**Goal**. In the virtual reality timeline text, what did the pioneers of virtual reality understand the mind could do when given the right sensory input?

**Text passage**.
.....

Virtual Reality Technology Development Timeline

Virtual reality has evolved from science fiction to one of the most entertaining and educational platforms available. But the ascension of virtual realities hasn’t been as quick as many believe; there have been decades of labour-intensive research and development projects behind contemporary VR systems. While the pursuit of computer-generated, immersive worlds has been significantly accelerated in the past decade or two, centuries of innovation have paved the way for modern systems.

With virtual reality reaching mass consumer adoption, more money will flow towards innovating and improving the technologies behind them.

To fully understand where the technology trend is leading, it’s helpful to look at the progress that’s been made up to this point. Understanding the history of virtual reality provides an appreciation for the art and science that’s gone into its rise and identifies opportunities to further develop the technology. From panoramic paintings, to early-stage flight simulators, to the gaming industry, and finally to the wide range of practical uses it has today, virtual reality has come a long way and will continue to amass even more valuable applications.

A Brief History of Virtual Reality

The pioneers of virtual reality understood that it would one day be possible to see and feel worlds around us that weren’t physically there. They understood that the mind is a powerful tool that, given the right sensory input, could give users an extreme emotional response that overpowers perception of their environment. But how did it all start, and how has it evolved to become the cutting-edge platform that’s becoming mainstream today?

.....

(Mask labeling examples)

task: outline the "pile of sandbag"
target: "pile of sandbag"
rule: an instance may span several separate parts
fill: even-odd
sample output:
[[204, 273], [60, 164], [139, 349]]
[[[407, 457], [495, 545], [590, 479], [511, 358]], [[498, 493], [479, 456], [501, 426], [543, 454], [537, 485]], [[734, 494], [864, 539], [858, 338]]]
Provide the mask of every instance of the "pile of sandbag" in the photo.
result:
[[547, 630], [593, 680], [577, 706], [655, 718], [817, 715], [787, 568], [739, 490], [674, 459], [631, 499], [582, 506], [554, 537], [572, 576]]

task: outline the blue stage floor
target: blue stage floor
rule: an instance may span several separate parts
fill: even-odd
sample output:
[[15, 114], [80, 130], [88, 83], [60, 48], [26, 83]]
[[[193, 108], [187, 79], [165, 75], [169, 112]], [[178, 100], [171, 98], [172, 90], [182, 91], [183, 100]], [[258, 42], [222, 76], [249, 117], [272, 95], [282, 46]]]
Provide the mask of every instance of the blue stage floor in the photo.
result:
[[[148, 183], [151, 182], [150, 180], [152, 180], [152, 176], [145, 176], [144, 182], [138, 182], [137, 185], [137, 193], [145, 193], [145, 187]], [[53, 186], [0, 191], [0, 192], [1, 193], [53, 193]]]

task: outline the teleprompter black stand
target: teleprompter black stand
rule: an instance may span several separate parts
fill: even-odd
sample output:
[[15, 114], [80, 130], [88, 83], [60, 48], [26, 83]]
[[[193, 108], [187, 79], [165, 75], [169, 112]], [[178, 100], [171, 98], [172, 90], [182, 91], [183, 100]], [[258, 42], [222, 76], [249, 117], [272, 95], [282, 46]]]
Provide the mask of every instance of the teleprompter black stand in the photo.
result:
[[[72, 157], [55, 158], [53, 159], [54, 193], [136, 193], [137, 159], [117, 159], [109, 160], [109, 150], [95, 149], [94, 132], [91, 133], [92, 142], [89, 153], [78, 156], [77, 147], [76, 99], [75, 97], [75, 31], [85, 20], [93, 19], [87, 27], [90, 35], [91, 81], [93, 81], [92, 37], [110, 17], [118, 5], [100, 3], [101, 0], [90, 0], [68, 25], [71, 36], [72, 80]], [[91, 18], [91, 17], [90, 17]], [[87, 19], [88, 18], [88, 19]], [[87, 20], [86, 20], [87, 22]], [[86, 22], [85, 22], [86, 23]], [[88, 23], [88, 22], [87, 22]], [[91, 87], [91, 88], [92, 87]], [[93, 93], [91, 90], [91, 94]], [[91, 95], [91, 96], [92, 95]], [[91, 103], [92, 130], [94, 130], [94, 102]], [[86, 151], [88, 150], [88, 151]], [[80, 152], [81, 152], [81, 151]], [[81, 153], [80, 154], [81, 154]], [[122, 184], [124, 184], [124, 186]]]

.....

**Solution to this exercise**. They understood that it could give users an extreme emotional response that overpowers their perception of their environment.